*WORK REQUIRED*
Select each line of the records that holds the string "segment" and copy those lines out.
___ DATA ROWS ___
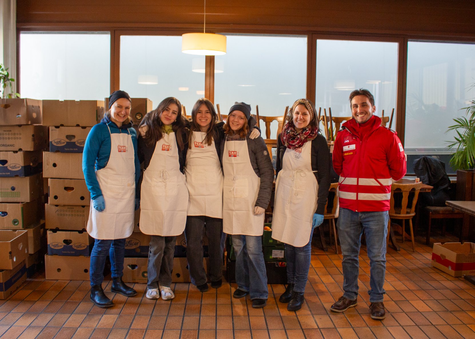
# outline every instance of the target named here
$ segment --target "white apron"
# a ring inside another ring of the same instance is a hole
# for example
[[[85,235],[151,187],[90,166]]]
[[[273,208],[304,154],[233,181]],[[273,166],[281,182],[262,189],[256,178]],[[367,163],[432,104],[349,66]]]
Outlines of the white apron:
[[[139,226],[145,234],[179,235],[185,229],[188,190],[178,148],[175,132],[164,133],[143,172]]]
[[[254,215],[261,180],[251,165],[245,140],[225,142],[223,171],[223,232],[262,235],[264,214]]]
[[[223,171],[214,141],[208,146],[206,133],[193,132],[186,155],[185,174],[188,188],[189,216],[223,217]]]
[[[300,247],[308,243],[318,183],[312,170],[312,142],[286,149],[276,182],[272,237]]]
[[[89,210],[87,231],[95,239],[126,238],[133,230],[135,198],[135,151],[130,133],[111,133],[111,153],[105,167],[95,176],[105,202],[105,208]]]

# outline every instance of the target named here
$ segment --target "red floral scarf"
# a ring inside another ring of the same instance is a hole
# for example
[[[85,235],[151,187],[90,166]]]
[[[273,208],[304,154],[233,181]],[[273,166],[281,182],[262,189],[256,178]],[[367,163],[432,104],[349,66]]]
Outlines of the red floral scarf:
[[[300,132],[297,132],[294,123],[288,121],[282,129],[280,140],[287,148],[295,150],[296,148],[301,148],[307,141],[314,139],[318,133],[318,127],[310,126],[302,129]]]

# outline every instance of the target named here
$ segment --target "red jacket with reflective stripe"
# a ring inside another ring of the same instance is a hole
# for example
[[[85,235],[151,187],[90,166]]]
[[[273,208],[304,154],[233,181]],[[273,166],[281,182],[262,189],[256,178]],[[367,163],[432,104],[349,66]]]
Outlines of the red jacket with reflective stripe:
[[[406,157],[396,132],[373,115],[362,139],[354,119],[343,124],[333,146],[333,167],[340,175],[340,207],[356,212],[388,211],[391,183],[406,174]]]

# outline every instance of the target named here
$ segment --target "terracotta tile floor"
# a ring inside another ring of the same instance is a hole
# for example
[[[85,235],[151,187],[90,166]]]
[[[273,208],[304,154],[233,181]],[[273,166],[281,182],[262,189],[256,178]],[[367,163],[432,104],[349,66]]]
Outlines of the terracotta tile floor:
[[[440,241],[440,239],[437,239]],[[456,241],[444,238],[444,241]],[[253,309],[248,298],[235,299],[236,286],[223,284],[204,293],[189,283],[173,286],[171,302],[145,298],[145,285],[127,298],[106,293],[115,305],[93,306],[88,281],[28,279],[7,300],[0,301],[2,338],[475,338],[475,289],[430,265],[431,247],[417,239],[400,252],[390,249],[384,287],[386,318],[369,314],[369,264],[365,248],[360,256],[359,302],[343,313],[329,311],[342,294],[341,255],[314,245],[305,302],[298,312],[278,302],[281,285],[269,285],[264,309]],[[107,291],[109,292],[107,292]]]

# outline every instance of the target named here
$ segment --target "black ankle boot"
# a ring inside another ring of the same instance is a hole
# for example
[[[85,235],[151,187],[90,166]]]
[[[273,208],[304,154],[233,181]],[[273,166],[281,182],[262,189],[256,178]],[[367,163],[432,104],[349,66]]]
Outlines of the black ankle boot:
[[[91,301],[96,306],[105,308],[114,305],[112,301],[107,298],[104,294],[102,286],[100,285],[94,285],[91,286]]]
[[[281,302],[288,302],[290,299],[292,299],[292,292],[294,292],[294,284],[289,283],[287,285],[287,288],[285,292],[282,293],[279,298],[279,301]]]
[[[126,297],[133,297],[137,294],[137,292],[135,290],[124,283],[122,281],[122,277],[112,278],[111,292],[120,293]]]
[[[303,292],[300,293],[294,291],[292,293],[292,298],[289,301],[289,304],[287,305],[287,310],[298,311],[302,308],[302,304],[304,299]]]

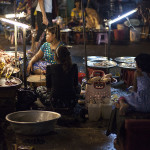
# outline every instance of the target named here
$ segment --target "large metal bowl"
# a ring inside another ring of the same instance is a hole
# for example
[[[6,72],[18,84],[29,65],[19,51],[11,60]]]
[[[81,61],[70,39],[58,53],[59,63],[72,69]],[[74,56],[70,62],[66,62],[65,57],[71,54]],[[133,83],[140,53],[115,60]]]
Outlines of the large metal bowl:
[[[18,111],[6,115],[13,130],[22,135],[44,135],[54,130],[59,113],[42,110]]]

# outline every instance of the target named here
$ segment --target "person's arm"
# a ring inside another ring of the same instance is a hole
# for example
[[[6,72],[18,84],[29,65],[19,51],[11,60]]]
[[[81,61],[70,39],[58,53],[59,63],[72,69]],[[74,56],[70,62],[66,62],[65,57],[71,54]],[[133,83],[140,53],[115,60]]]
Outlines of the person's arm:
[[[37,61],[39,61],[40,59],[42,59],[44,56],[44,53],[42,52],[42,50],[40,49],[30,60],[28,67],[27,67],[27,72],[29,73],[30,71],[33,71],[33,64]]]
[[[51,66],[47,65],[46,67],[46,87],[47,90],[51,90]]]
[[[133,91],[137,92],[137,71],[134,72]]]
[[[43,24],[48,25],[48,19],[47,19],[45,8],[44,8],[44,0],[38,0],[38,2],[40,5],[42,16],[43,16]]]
___
*EXERCISE RESULT*
$ segment --target "white apron"
$ segment --target "red floral scarf"
$ segment --target "red jacket with reflective stripe"
$ segment --target "terracotta tile floor"
$ segment --target "black ankle boot"
$ segment --target "large metal bowl"
$ segment --target "person's arm"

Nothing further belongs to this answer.